WHAT IS REQUIRED.
Report every line of the items below that contains the word "wisteria", copying each such line in full. Match case exactly.

== RECORDS SHOWN ==

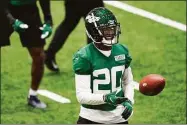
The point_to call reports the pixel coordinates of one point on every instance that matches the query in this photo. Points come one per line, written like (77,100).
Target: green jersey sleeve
(81,65)
(128,57)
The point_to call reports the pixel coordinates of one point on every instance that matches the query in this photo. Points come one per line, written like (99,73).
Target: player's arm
(48,22)
(128,87)
(83,91)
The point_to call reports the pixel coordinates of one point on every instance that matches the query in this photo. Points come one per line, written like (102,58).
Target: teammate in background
(23,16)
(75,10)
(103,75)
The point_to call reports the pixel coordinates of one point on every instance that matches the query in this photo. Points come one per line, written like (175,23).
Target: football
(152,84)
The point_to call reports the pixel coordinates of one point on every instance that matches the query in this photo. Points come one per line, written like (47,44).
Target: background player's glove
(128,109)
(46,30)
(111,98)
(19,26)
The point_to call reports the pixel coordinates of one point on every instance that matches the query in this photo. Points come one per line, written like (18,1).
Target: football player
(75,10)
(23,16)
(103,75)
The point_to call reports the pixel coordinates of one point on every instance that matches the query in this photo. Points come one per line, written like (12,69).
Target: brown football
(152,84)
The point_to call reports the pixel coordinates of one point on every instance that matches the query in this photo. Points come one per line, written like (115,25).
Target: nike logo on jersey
(119,57)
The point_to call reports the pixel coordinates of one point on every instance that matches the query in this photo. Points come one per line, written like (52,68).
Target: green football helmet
(102,26)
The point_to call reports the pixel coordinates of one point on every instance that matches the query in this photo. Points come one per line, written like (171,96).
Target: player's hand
(111,98)
(19,26)
(46,30)
(128,109)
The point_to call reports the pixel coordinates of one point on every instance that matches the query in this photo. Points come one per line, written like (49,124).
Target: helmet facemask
(102,26)
(110,34)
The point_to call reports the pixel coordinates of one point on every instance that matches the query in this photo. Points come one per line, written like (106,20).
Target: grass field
(155,48)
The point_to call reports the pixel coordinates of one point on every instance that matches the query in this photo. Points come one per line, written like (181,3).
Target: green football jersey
(22,2)
(106,72)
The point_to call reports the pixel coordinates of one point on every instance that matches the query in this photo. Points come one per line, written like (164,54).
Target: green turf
(175,10)
(155,48)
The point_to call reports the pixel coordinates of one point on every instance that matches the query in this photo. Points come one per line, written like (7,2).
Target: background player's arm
(128,88)
(83,91)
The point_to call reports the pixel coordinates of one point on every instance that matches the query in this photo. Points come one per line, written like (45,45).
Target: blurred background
(154,47)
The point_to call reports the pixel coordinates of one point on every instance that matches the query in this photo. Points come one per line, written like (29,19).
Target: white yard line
(147,14)
(54,96)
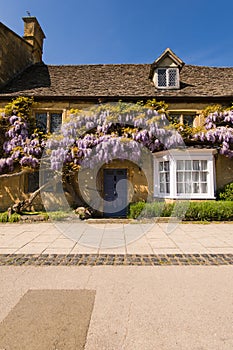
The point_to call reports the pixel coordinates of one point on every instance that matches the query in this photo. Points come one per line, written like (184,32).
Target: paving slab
(146,307)
(185,238)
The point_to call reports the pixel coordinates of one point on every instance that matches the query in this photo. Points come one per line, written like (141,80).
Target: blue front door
(115,192)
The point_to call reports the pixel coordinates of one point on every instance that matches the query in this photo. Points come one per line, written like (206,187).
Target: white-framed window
(48,121)
(189,174)
(167,78)
(186,118)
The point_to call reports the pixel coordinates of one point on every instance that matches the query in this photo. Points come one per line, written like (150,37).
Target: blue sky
(128,31)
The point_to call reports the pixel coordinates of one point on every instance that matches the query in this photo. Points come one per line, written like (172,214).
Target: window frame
(180,115)
(173,156)
(168,69)
(49,112)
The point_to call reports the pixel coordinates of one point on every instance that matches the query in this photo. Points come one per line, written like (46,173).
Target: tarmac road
(136,307)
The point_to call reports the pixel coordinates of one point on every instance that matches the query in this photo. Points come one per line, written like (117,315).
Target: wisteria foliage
(99,136)
(219,132)
(20,147)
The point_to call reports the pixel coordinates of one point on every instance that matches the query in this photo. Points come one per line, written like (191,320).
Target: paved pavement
(135,308)
(159,238)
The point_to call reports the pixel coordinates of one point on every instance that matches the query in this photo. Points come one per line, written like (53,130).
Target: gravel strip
(114,259)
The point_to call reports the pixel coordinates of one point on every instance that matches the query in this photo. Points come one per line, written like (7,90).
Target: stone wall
(15,54)
(224,171)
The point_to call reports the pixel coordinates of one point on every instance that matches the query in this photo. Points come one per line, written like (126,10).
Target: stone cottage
(187,89)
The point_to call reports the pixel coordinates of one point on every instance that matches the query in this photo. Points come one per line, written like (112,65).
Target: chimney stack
(35,36)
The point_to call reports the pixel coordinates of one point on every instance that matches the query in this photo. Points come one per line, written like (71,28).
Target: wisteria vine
(106,133)
(219,132)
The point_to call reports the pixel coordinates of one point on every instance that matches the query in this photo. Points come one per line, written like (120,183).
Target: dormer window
(165,71)
(167,78)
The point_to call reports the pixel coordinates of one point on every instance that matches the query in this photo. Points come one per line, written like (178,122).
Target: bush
(188,211)
(14,217)
(226,194)
(4,217)
(210,211)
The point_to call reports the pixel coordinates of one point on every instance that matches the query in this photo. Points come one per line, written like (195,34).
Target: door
(115,192)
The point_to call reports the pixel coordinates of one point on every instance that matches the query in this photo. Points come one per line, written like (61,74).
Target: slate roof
(116,80)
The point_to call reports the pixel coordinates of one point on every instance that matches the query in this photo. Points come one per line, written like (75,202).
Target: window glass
(191,176)
(172,77)
(164,177)
(188,119)
(55,121)
(33,181)
(162,80)
(41,122)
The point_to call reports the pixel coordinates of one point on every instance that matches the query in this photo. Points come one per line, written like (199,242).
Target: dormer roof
(167,59)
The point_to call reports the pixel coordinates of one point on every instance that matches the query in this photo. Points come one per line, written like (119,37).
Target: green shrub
(226,194)
(14,217)
(185,210)
(4,217)
(135,209)
(210,211)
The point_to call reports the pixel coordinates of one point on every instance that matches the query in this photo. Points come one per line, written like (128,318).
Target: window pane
(196,165)
(188,187)
(162,81)
(166,166)
(196,188)
(195,176)
(41,122)
(187,176)
(172,77)
(188,119)
(203,177)
(180,188)
(33,181)
(180,165)
(167,177)
(204,188)
(56,120)
(161,177)
(180,176)
(203,164)
(174,118)
(188,165)
(162,187)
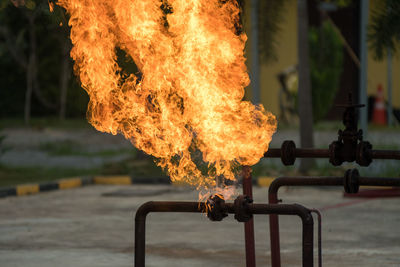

===

FULL ANSWER.
Target: wisteria foliage
Target: wisteria vine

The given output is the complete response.